Paolo Borrometi,  direttore del giornale on line “La Spia”, che collabora con  l’Agenzia   Agi, è  quel ragazzo di cui si parla in un’intercettazione della polizia che  rivela  particolari agghiaccianti. É  del 20 febbraio scorso, chi parla è  Giuseppe Vizzini . Dice molte cose e parla di catenesi,  i killer del clan Cappello, in contatto con il capomafia di Pachino, Salvatore Giuliano,   libero dopo  22 anni di carcere. Vizzini è uomo suo fedelissimo.
La mafia di Pachino sa come  fare per  fermare Paolo Borrometi,  da quattro anni  sotto scorta a seguito delle   minacce da parte dei boss e di  un’aggressione fisica.
Queste le parole: “Dobbiamo colpire a quello. Bum, a terra. Devi colpire a questo, bum, a terra. E qua c’è un ioufocu .Come era negli anni Novanta, in cui non si poteva camminare neanche a piedi”.
I boss di Pachino parlano così.  E quando il figlio di Giuseppe Vizzini dice : “Così, si dovrebbe fare”, il padre pronuncia queste parole : “Lo sai che ti dico? Ogni tanto un murticeddu  vedi che serve… per dare una calmata a tutti. Un murticeddu, c’è bisogno, così si darebbero una calmata tutti gli sbarbatelli”.
Il “murticeddu “, tradotto ” morto” sarebbe  Paolo?!
Ma chi è  Paolo Borrometi?
Paolo Borrometi  é  nato a Ragusa nell’83. É  un giornalista.  É  uno scrittore. É  uno che  si è  laureato, in giurisprudenza, ma scrive. Ha questo vizio .
Nel 2010 collabora  con il Giornale di Sicilia, poi diventa   pubblicista dal g 2013 e poi  professionista dal 2017. Dal  2017 è Presidente di Articolo 21.

Consegna = Trascrivi parola per parola il tratto dell'articolo su Paolo Borrometi che parte da "Ma chi è  Paolo" e si chiude con "Presidente di Articolo 21.". Per rispondere basta l'articolo, senza cercare altrove.

Dati =

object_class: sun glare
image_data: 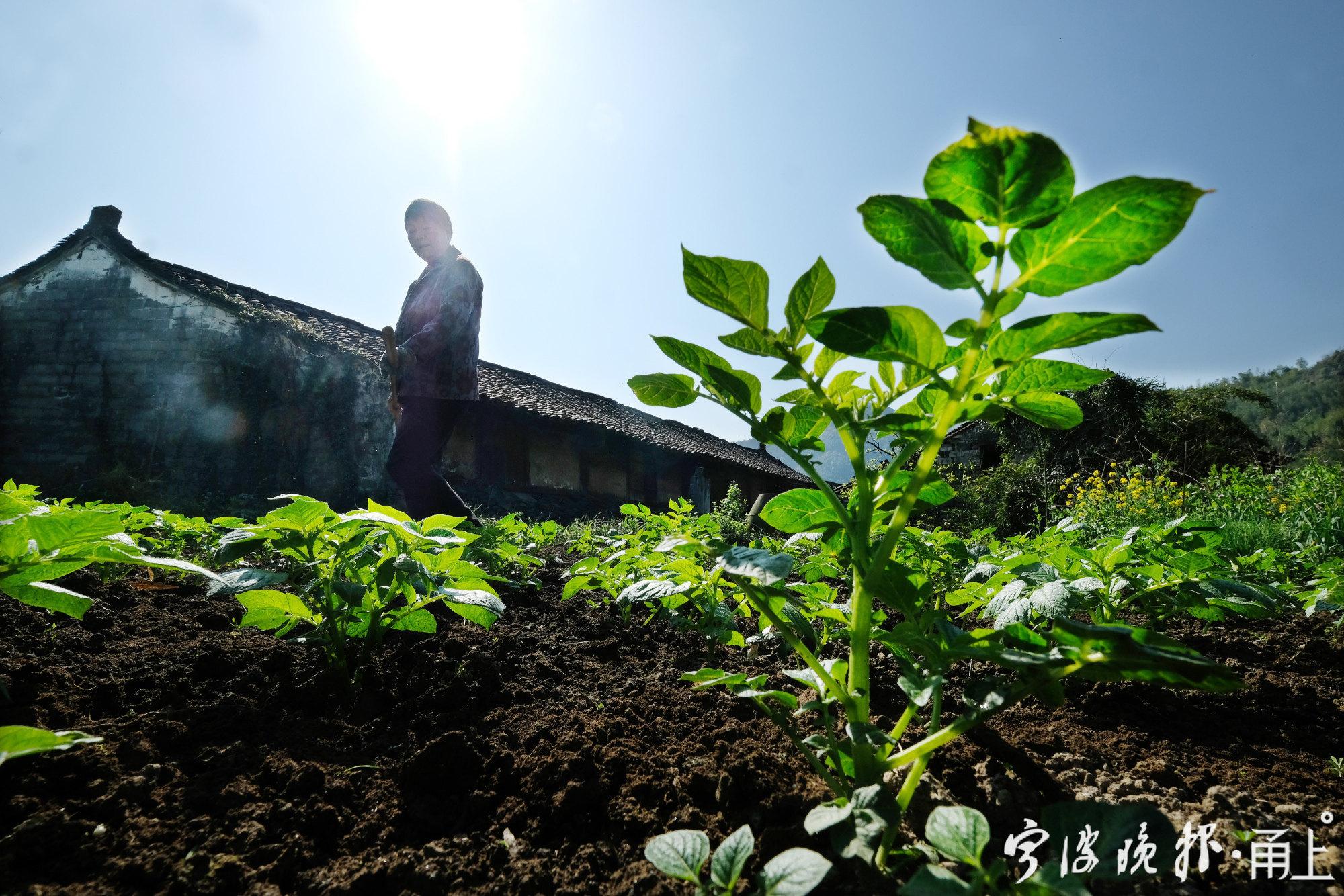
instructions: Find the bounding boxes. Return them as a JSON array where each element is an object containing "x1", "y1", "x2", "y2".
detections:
[{"x1": 353, "y1": 0, "x2": 527, "y2": 138}]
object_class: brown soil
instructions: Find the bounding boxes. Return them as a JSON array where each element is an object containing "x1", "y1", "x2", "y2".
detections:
[{"x1": 0, "y1": 563, "x2": 1344, "y2": 893}]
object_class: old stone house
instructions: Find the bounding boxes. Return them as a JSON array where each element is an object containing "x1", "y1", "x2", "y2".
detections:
[
  {"x1": 0, "y1": 206, "x2": 808, "y2": 519},
  {"x1": 938, "y1": 420, "x2": 1003, "y2": 473}
]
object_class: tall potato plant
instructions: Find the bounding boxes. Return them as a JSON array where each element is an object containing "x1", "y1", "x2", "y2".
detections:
[{"x1": 629, "y1": 120, "x2": 1236, "y2": 866}]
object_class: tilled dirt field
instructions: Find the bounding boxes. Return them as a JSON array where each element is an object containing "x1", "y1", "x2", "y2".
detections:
[{"x1": 0, "y1": 556, "x2": 1344, "y2": 893}]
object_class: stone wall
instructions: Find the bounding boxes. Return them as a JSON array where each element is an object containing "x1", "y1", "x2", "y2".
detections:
[
  {"x1": 0, "y1": 238, "x2": 786, "y2": 520},
  {"x1": 0, "y1": 242, "x2": 392, "y2": 513}
]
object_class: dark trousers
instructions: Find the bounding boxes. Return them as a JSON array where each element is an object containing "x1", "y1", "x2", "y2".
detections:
[{"x1": 387, "y1": 395, "x2": 477, "y2": 523}]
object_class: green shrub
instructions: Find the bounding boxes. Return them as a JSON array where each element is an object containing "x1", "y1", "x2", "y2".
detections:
[{"x1": 710, "y1": 482, "x2": 751, "y2": 544}]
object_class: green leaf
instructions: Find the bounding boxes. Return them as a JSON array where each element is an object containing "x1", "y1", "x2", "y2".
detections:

Risposta =
Ma chi è  Paolo Borrometi?
Paolo Borrometi  é  nato a Ragusa nell’83. É  un giornalista.  É  uno scrittore. É  uno che  si è  laureato, in giurisprudenza, ma scrive. Ha questo vizio .
Nel 2010 collabora  con il Giornale di Sicilia, poi diventa   pubblicista dal g 2013 e poi  professionista dal 2017. Dal  2017 è Presidente di Articolo 21.